===== Testo estratto =====

Proust per bagnanti
Mi sono lasciato influenzare dal suggerimento che ad un certo punto propone proprio la voce narrante nel romanzo: ho affrontato la lettura nell’occasione, per me abbastanza rara in questo periodo, di una breve vacanza. Dunque credo di aver goduto del mio Proust per bagnanti nelle condizioni di spirito migliori.
Quest’opera è agile, malgrado sia contenuta in qualche scatola cinese che però si apre al momento giusto per proporre scenari umani imprevedibili. Intreccia destini alquanto diversi che si rivelano magicamente (o dolorosamente) segnati da un comune denominatore proustiano: il bisogno incomparabile di amore, soprattutto materno, e la rielaborazione del ricordo come eterno presente, in parte anche modificabile affettivamente.
Si srotolano tre vicende di donne e uomini determinati, al limite dell’autosufficienza generosa e a volte orgogliosamente sprezzante. Per motivazioni diverse, in modi imparagonabili, hanno varcato l’Oceano e sono approdati in Florida.
Come Rosa che si è fatta da sé, ha conquistato la propria posizione sociale di responsabile in un piccolo ristorante fast food: la modesta carriera professionale è del tutto sufficiente almeno ad anestetizzare un passato saturo di disamore. La sua è una storia che parte da lontano, da una Calabria che si rivela arcaica e amara, in cui gli istinti, anche quelli più sacri e naturali che legano i genitori ai propri figli, sono crudelmente sacrificati all’eterno bisogno di sbarcare il lunario. Qui si perde l’allegra fame di Arlecchino e appare un’indigenza tragica che fa regredire i sentimenti e li assopisce. Rosa viene letteralmente venduta ad una coppia di americani, scelta tra sette fratelli da un dito indice che ha la potenza di una canna di pistola puntata sul suo cuore di bimba inconsapevole. Ma non desidero togliere al lettore il piacere della continua scoperta che si nasconde dietro ogni pagina di questo romanzo originale, a volte sincopato come un buon pezzo jazz.

===== Record forniti =====

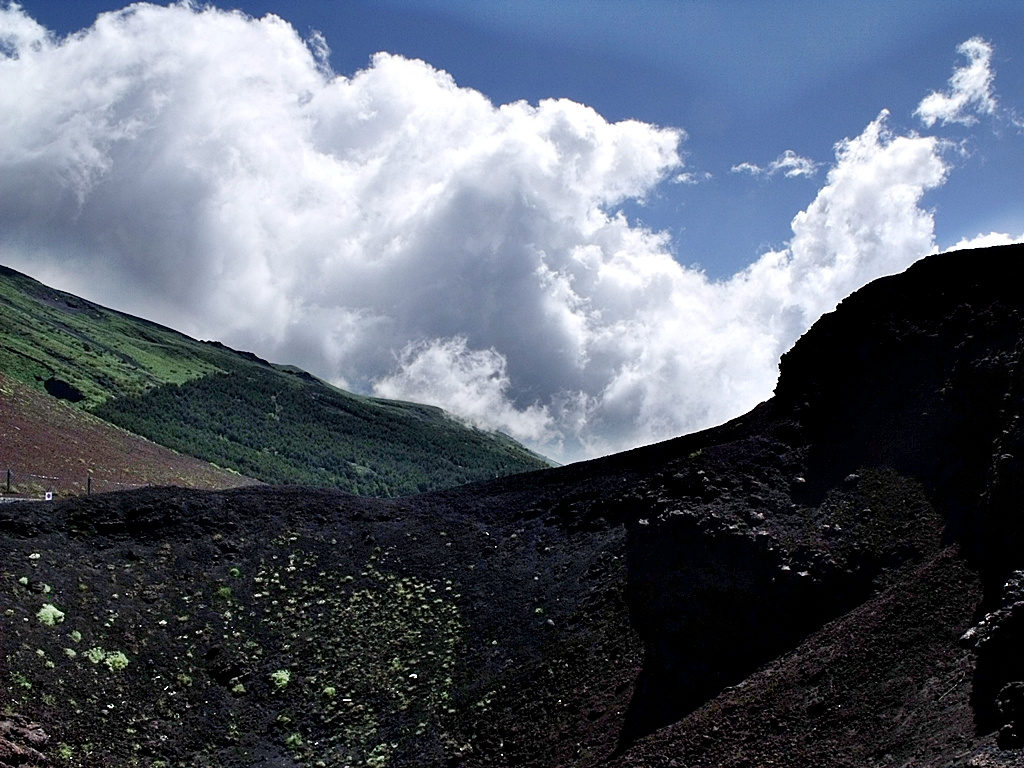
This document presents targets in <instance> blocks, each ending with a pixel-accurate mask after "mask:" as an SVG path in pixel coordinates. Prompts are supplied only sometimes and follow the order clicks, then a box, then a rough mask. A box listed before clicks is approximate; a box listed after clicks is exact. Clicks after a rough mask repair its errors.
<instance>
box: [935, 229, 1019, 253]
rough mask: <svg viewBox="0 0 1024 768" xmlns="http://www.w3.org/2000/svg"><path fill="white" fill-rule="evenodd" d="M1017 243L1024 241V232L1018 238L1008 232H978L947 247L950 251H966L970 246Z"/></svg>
mask: <svg viewBox="0 0 1024 768" xmlns="http://www.w3.org/2000/svg"><path fill="white" fill-rule="evenodd" d="M1017 243H1024V232H1021V233H1020V234H1018V236H1017V237H1016V238H1015V237H1012V236H1010V234H1008V233H1006V232H988V233H987V234H977V236H975V237H974V238H962V239H961V240H958V241H957V242H956V243H954V244H953V245H951V246H949V248H947V249H946V252H948V251H964V250H967V249H969V248H992V247H993V246H1012V245H1015V244H1017Z"/></svg>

=====

Compito richiesto: Riporti per intero la recensione di «Proust per bagnanti», senza alcuna modifica.

Esito del compito:
Proust per bagnanti
Mi sono lasciato influenzare dal suggerimento che ad un certo punto propone proprio la voce narrante nel romanzo: ho affrontato la lettura nell’occasione, per me abbastanza rara in questo periodo, di una breve vacanza. Dunque credo di aver goduto del mio Proust per bagnanti nelle condizioni di spirito migliori.
Quest’opera è agile, malgrado sia contenuta in qualche scatola cinese che però si apre al momento giusto per proporre scenari umani imprevedibili. Intreccia destini alquanto diversi che si rivelano magicamente (o dolorosamente) segnati da un comune denominatore proustiano: il bisogno incomparabile di amore, soprattutto materno, e la rielaborazione del ricordo come eterno presente, in parte anche modificabile affettivamente.
Si srotolano tre vicende di donne e uomini determinati, al limite dell’autosufficienza generosa e a volte orgogliosamente sprezzante. Per motivazioni diverse, in modi imparagonabili, hanno varcato l’Oceano e sono approdati in Florida.
Come Rosa che si è fatta da sé, ha conquistato la propria posizione sociale di responsabile in un piccolo ristorante fast food: la modesta carriera professionale è del tutto sufficiente almeno ad anestetizzare un passato saturo di disamore. La sua è una storia che parte da lontano, da una Calabria che si rivela arcaica e amara, in cui gli istinti, anche quelli più sacri e naturali che legano i genitori ai propri figli, sono crudelmente sacrificati all’eterno bisogno di sbarcare il lunario. Qui si perde l’allegra fame di Arlecchino e appare un’indigenza tragica che fa regredire i sentimenti e li assopisce. Rosa viene letteralmente venduta ad una coppia di americani, scelta tra sette fratelli da un dito indice che ha la potenza di una canna di pistola puntata sul suo cuore di bimba inconsapevole. Ma non desidero togliere al lettore il piacere della continua scoperta che si nasconde dietro ogni pagina di questo romanzo originale, a volte sincopato come un buon pezzo jazz.